▸ Exercise brief
A complete copy of the entries, exactly as written, is the expected result.

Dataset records
------

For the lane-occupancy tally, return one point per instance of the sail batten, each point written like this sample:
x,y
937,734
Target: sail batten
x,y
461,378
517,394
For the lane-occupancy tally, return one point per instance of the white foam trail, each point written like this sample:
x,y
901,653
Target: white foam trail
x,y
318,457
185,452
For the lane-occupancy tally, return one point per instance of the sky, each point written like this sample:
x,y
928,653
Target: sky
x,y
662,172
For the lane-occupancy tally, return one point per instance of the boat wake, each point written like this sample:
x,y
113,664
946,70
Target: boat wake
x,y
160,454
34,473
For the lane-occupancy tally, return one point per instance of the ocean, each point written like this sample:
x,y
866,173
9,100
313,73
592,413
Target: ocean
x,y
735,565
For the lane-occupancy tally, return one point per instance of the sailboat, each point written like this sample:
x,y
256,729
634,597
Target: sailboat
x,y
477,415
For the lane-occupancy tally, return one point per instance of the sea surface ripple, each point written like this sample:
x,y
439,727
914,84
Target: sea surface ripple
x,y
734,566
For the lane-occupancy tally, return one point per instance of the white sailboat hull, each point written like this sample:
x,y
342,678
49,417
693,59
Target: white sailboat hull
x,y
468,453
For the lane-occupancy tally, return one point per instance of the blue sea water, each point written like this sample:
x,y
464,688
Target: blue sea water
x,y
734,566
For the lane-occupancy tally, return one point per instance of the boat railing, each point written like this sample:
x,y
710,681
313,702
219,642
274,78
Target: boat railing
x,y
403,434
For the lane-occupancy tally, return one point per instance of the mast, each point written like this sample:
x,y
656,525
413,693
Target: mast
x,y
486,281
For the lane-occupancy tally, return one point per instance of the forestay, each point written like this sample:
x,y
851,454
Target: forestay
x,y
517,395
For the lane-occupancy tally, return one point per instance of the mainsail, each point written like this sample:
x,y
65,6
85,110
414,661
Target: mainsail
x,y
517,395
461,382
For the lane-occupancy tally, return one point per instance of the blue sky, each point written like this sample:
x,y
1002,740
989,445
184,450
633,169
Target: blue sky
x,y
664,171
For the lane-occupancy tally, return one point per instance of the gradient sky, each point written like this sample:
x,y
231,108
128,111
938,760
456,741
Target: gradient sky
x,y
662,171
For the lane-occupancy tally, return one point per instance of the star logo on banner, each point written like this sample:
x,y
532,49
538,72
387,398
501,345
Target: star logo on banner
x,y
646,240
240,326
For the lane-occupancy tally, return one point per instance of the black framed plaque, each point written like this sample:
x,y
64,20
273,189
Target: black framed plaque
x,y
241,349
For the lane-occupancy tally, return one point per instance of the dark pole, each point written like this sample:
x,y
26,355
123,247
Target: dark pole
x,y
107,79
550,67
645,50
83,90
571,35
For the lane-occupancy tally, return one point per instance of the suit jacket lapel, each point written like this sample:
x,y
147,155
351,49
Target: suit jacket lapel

------

▸ Solution for this exercise
For the lane-occupancy tally, return one point per instance of the sail batten, each point written like this sample:
x,y
937,734
Target: sail batten
x,y
461,378
517,394
For the lane-occupancy tally, return one point per instance of the white foam trail, each point written like this sample:
x,y
901,653
Target: white foam trail
x,y
318,457
185,452
For the lane-occupancy tally, return one point per instance of the sky, each point written like this sample:
x,y
928,653
Target: sky
x,y
662,172
For the lane-occupancy tally, return one point per instance of the boat wake, each point written like this sample:
x,y
113,664
946,70
Target: boat wake
x,y
160,454
34,473
For the lane-occupancy tally, return one point per instance of the ocean, each point written like this sample:
x,y
866,173
9,100
313,73
592,413
Target: ocean
x,y
735,565
For the lane-occupancy tally, return one point per instance of the sailboat, each point written like this sample:
x,y
256,729
634,597
Target: sailboat
x,y
477,415
For the lane-occupancy tally, return one point per instance of the sea surface ripple, each point written like this sample:
x,y
439,727
914,84
Target: sea surface ripple
x,y
734,566
For the lane-occupancy tally, return one point per instance of the white sailboat hull, each point written like this sample:
x,y
342,678
49,417
693,59
Target: white sailboat hull
x,y
468,453
For the lane-occupancy tally, return one point per instance of the blue sea water, each point written like this sample:
x,y
464,688
Target: blue sea water
x,y
734,566
For the lane-occupancy tally, return one point per instance of the boat railing, each point written like this sample:
x,y
710,681
313,702
219,642
274,78
Target: boat railing
x,y
403,434
For the lane-occupancy tally, return one point per instance of the mast, each point written like this sample:
x,y
656,525
413,693
Target: mast
x,y
486,281
For the lane-occupancy tally, return one point per instance of the forestay, each point written like this sample:
x,y
851,454
Target: forestay
x,y
517,395
For the lane-occupancy tally, return one point per instance of the mainsail, each point written like this sample:
x,y
65,6
85,110
414,661
Target: mainsail
x,y
517,395
461,382
For the lane-occupancy tally, return one point per instance of the blue sky, each point written like this sample:
x,y
1002,740
989,445
184,450
633,169
Target: blue sky
x,y
664,171
For the lane-occupancy tally, return one point per instance of the gradient sky, each point written like this sample:
x,y
231,108
128,111
938,760
456,741
Target: gradient sky
x,y
662,171
For the lane-occupancy tally, return one point per instance of the star logo on banner, each point written like this sample:
x,y
532,49
538,72
387,398
501,345
Target: star logo on banner
x,y
646,240
240,326
For the lane-occupancy tally, return one point per instance of the black framed plaque, each point written like this sample:
x,y
64,20
273,189
Target: black framed plaque
x,y
241,349
For the lane-occupancy tally, return one point per instance of the dark pole, each point written like this sample:
x,y
26,355
123,247
Target: dark pole
x,y
107,79
550,67
645,50
83,90
571,35
For the lane-occupancy tally, return one point per instance of the suit jacket lapel, each point written like this sample:
x,y
147,155
351,49
Target: suit jacket lapel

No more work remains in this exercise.